__Отрывок__
Социальное евангелие в России. Православное пастырское движение в условиях голода, войны и революции — страница 54 из 65

[886]. Однако 29 апреля Серафим разослал несколько яростных телеграмм членам Синода, пытаясь отменить свое первоначальное решение об уходе: «Прошу Синод без моего прошения не увольнять меня. Мое частное письмо прокурору с рассуждениями не может заменить прошения, вся епархия умоляет меня подождать, возмутилась, не согласна, не давала полномочия судить об епископе, возможно буду просить следствия, намерен прибыть Петроград для решения своей судьбы = Архиепископ Серафим»[887]. Видный иерарх, Серафим сумел превратить свою неминуемую отставку в официальное увольнение по прошению.

В условиях, когда обратный ход Серафима поставил под вопрос каноническую легитимность, лидеры съезда нашли неоценимого союзника в лице его викария – епископа Старицкого Арсения. Съезд изначально обвинял Арсения, вместе с Серафимом, в деспотизме и невнимании, но тот решил обсудить эти обвинения с делегатами и даже извиниться. Этот жест обеспечил бы ему поддержку во всей епархии, даже среди тех, кто не был согласен с решениями съезда. В официальном протоколе съезда так изложено выступление Арсения 22 апреля:

Прибывший на Съезд по своему желанию, Владыка Арсений в пространной речи выяснил трудность епископского служения в прежнее время, особенно в Тверской многолюдной епархии, насчитывающей более 1000 приходов, тогда как нормальные отношения возможны только на епархиях не более 200–300 приходов и вместе с тем указал и на возможные с его стороны ошибки. Владыка в заключение отметил, что при том тесном единении между клиром, народом и епископом, которое устанавливается в настоящее время в свободной России, те недоразумения и ошибки, которые возможны были при старых порядках, впредь не будут иметь места[888].

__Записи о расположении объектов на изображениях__

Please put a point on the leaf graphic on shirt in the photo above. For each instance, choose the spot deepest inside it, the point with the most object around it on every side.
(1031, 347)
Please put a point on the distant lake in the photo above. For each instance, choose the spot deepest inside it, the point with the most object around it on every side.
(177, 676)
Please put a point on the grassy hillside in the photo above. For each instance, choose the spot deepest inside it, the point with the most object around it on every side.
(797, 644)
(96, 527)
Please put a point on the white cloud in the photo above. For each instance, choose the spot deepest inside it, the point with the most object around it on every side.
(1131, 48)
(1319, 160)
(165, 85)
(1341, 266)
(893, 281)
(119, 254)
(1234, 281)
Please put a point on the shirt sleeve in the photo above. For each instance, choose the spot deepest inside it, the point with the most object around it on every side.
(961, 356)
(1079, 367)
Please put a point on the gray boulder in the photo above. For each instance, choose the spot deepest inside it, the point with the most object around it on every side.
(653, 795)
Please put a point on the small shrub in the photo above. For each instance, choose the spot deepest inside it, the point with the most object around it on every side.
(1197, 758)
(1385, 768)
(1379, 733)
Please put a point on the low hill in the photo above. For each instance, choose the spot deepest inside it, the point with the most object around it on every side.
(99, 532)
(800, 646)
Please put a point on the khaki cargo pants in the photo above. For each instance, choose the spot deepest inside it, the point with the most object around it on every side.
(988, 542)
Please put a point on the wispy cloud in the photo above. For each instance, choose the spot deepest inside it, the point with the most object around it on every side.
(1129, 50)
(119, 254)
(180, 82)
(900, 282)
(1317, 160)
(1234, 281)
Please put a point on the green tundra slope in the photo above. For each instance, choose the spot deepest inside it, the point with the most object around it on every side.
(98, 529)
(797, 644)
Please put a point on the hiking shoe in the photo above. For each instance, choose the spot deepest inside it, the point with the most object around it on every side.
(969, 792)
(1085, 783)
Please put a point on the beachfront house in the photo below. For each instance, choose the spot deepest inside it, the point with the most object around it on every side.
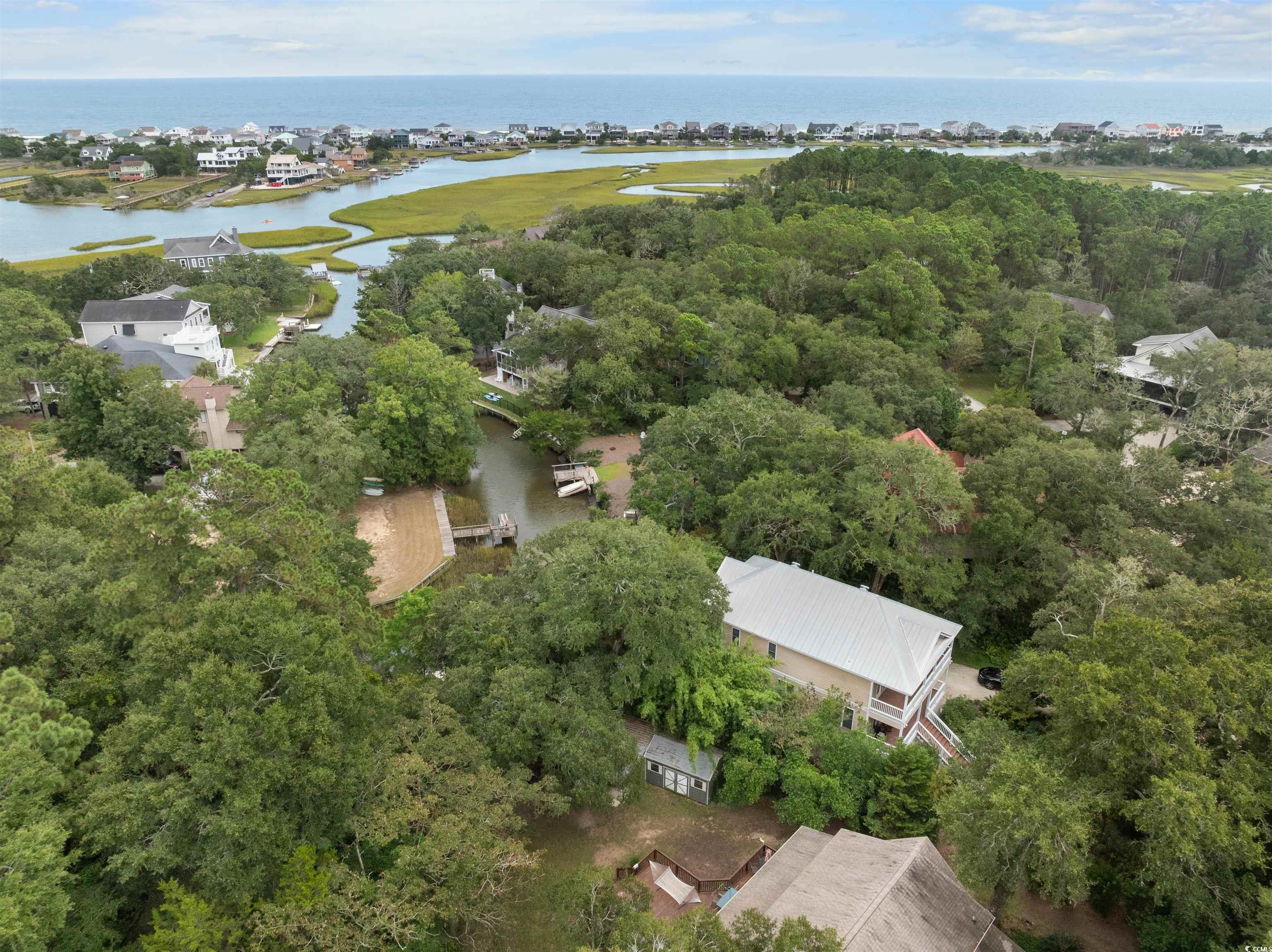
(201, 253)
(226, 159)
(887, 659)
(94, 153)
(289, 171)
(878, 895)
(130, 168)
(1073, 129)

__Задание 1__
Перепишите из отрывка выше фрагмент от слов "Социальное евангелие в" до слов "увольнение по прошению.".
__Задание 2__
Сколько приходов насчитывала Тверская епархия, согласно речи Арсения в отрывке?
__Задание 3__
Определите, соответствуют ли отрывку следующие утверждения: (a) 29 апреля Серафим отправил телеграммы членам Синода; (b) Арсений был викарием Серафима; (c) Арсений прибыл на съезд по требованию делегатов.

__Готовое решение 1__
Социальное евангелие в России. Православное пастырское движение в условиях голода, войны и революции — страница 54 из 65

[886]. Однако 29 апреля Серафим разослал несколько яростных телеграмм членам Синода, пытаясь отменить свое первоначальное решение об уходе: «Прошу Синод без моего прошения не увольнять меня. Мое частное письмо прокурору с рассуждениями не может заменить прошения, вся епархия умоляет меня подождать, возмутилась, не согласна, не давала полномочия судить об епископе, возможно буду просить следствия, намерен прибыть Петроград для решения своей судьбы = Архиепископ Серафим»[887]. Видный иерарх, Серафим сумел превратить свою неминуемую отставку в официальное увольнение по прошению.

__Готовое решение 2__
Более 1000 приходов.

__Готовое решение 3__
(a) Да: «29 апреля Серафим разослал несколько яростных телеграмм членам Синода».
(b) Да: «его викария – епископа Старицкого Арсения».
(c) Нет: «Прибывший на Съезд по своему желанию».